1.eCancellation of Deferral Elections
The elections in Sections 4.1, 4.2 and 4.3 are irrevocable once made and may not be modified or terminated by the Participant or his beneficiary, except a deferral election may be cancelled due to an Unforeseeable Emergency or a hardship distribution pursuant to Section 1.401(k)-1(d)(3) of the Treasury Regulations. In the event of cancellation of a Participant’s deferral election under this Section, any later deferral election must comply with the provisions of Sections 4.1, 4.2 or 4.3, as applicable.
ARTICLE 5. Employer Contribution Credits
1.aEmployer Matching Contribution Credits
For each Year the Company shall make an Employer Matching Contribution Credit to the account of each Participant in an amount equal to the following percentages of Base Compensation and Bonus Compensation that such eligible Participant, pursuant to Section 3.1, has elected to defer for the Year under this Plan and under the 401(k) Retirement Plan: (a) one hundred percent (100%) of the first three percent (3%) of such deferrals, and (b) fifty percent (50%) of the next two percent (2%) of such deferrals. The amount of the Employer Matching Contribution Credit for a Participant under the Plan for a Year shall be reduced by the amount of employer matching contributions that has been (or will be) made for the Participant under the 401(k) Retirement Plan for such Year. Employer Matching Contribution Credits for any Year shall be made after the end of such Year, provided, however, that in the Year of a Participant’s Separation from Service, such Employer Matching Contribution Credits shall be made as soon as administratively practicable after the Participant’s Separation from Service.

Listing
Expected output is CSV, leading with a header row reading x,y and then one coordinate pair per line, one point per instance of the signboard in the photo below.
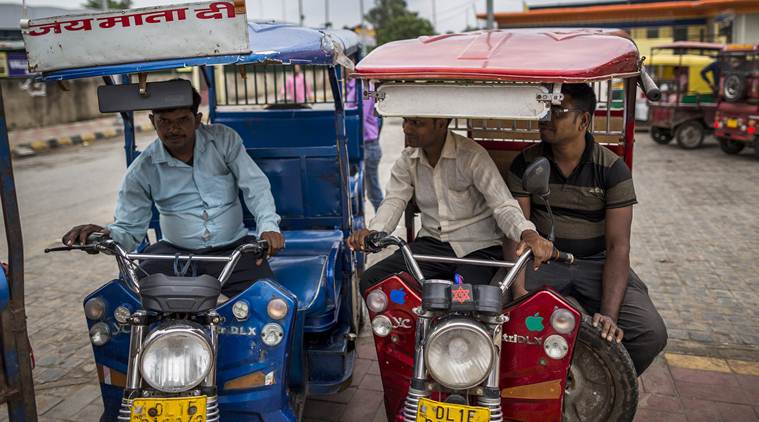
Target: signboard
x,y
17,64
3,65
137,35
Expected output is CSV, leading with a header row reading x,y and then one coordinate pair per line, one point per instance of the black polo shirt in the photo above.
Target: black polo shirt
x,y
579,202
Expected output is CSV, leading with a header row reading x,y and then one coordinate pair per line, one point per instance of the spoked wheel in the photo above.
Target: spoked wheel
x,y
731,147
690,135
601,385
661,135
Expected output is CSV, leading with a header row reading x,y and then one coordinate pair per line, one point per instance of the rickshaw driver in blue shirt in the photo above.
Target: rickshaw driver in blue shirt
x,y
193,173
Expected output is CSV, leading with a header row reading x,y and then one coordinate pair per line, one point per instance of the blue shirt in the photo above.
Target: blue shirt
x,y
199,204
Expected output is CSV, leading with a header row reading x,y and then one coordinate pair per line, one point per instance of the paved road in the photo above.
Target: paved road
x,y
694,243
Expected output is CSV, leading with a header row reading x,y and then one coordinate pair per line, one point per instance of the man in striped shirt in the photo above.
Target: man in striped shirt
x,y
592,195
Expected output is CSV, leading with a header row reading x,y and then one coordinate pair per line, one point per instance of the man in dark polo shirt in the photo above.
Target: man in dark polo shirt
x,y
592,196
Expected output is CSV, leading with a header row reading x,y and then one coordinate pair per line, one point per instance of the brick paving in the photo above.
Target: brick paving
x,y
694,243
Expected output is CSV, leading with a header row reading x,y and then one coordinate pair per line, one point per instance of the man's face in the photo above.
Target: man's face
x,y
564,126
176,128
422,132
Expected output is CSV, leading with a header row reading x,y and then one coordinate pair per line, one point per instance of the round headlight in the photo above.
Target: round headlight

Short problem 1
Rewrite the plan provisions starting with "1.eCancellation of Deferral" and going on through "4.3, as applicable.", changing "Participant" to "Member".
Short problem 2
Continue the plan provisions on deferrals and employer credits from the point where they stop.
The records play no part in this work.

Response 1
1.eCancellation of Deferral Elections
The elections in Sections 4.1, 4.2 and 4.3 are irrevocable once made and may not be modified or terminated by the Member or his beneficiary, except a deferral election may be cancelled due to an Unforeseeable Emergency or a hardship distribution pursuant to Section 1.401(k)-1(d)(3) of the Treasury Regulations. In the event of cancellation of a Member’s deferral election under this Section, any later deferral election must comply with the provisions of Sections 4.1, 4.2 or 4.3, as applicable.

Response 2
1.bAutomatic Company Contribution Credits
For each Year the Company shall make an Automatic Company Contribution Credit for each eligible Participant, pursuant to Section 3.1, in an amount equal to 3% of such Participant’s Total Compensation in excess of the Annual Compensation Limit for such Year. Automatic Company Contribution Credits for any Year shall be made after the end of such Year, provided, however, that in the Year of a Participant’s Separation from Service, such Contribution Credits shall be made as soon as administratively practicable after the Participant’s Separation from Service.
1.cDiscretionary Employer Contribution Credits
For any Year the Company, in its sole discretion, may determine to make a discretionary contribution credit for an eligible Participant, pursuant to Section 3.1, in an amount determined by the Company at such time. Discretionary Employer Contribution Credits declared for any Year shall be made during or after the end of such Year in the Company’s sole discretion.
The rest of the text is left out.